[Kaynak Metin]
Esasında ahiret alemini, dünya alimlerinden ayıran alametlerden biriside, ahrete yararlı faydalı takatlere teşvik edici bilgi tahsiline koyulmak. Menfaati az olan boş sözlere çokça yer veren ilimlerden uzak durmaktır.

Büyük alimlerden, Sakiki Belhi, talebesi olan hateme sordu: sen ne kadar zamandır benim derslerime devam ediyorsun?

Talebesi hatim 33 seneden beri efendim.

Hocası Sakik, o halde söyle bakalım: bu zaman zarfında benden neler öğrendin?

Hatem, sizden 8 mesele öğrendim efendim.

Hocası Sakik Belhi: İnna lillahi ve inna ileyhi raciun.

Ömrüm seninle birlikte geçti de sen benden ancak 8 mesele öğrendin öyle mi?

Talebesi hatem, ey hocam bilirsin ki yalan söylemeyi sevmem. Ben bu 8 meseleden başkasını öğrenmedim.

Hocası Sakık; öyleyse benden öğrendiğin o 8 meselenin ne olduğunu anlat bakalım.

[Kaynak Veriler]

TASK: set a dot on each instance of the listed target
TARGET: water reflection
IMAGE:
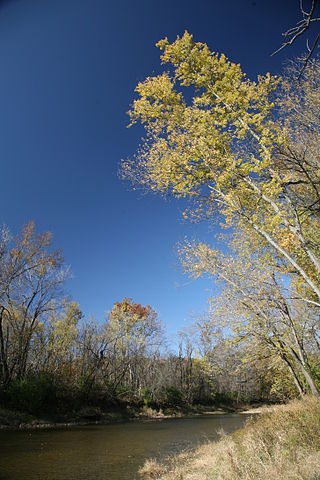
(104, 452)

[Yazılı İstek A]
Kaynak metinde hocanın talebesine yönelttiği, soru işaretiyle biten soruları sırasıyla yaz.
[Yazılı İstek B]
Hoca ile talebesinin konuşmasını anlatan kaynak metni kaldığı yerden sürdür.

[Nihai Sonuç A]
- sen ne kadar zamandır benim derslerime devam ediyorsun?
- bu zaman zarfında benden neler öğrendin?
- Ömrüm seninle birlikte geçti de sen benden ancak 8 mesele öğrendin öyle mi?

[Nihai Sonuç B]
Talebe hatem, hocam birincisi, mahlukata baktım her birinin bir mahbubu olduğunu gördüm. Fakat bu makbublar kendilerini en çok kabire kadar takip edip orada bırakıp geri dönmektedir. Bunu görünce, kendime sevapları makbub edindim. Taki mezarda da benden ayrılmasın ve beni takip etsin.

Hocası Sakik çok güzel söyledin ya ikincisi nedir?

Hatem; baktım ki Kuran’ın Naziat Suresi’nin 40 ve 41 ayeti celilesi (fakat her kim rabbinin makamından korkmuş ve nefsini şehefattan ve hevadan men etmişse ve korumuşsa onun varacağı yer muhakkak cennettir.) Bu ayeti kerimeyi görünce bildim ki hak ancak Allah’ın sözlerindedir. Onun için bütün kuvvetimle nefsimi şehvetlerde, hırs ve ihtirastan korudum ve böylelikle işi kararı Allah’ın emirlerine uymakla buldum.

Üçüncü öğrendiğim ise yine bu mahlukata bakıp gördüm ki herkesin yanında kıymetli saydığı bir eşya vardır ve bu onu yükseltmektedir. Allah Nahl Suresi’nin 96 ayetinde şöyle buyuruyor; “Sizin yanınızda ki tükenir Allah katında ise bakidir. Biz elbette o sabredenlere yaptıkları amelin daha güzeli ile mükâfatlarını vereceğiz” sözünü düşündüm ve onun için elime ne geçerse nefsime kıymetli görünen ne varsa onu Allah’ın rızasını kazanmak için ihtiyaç sahiplerine veriyorum.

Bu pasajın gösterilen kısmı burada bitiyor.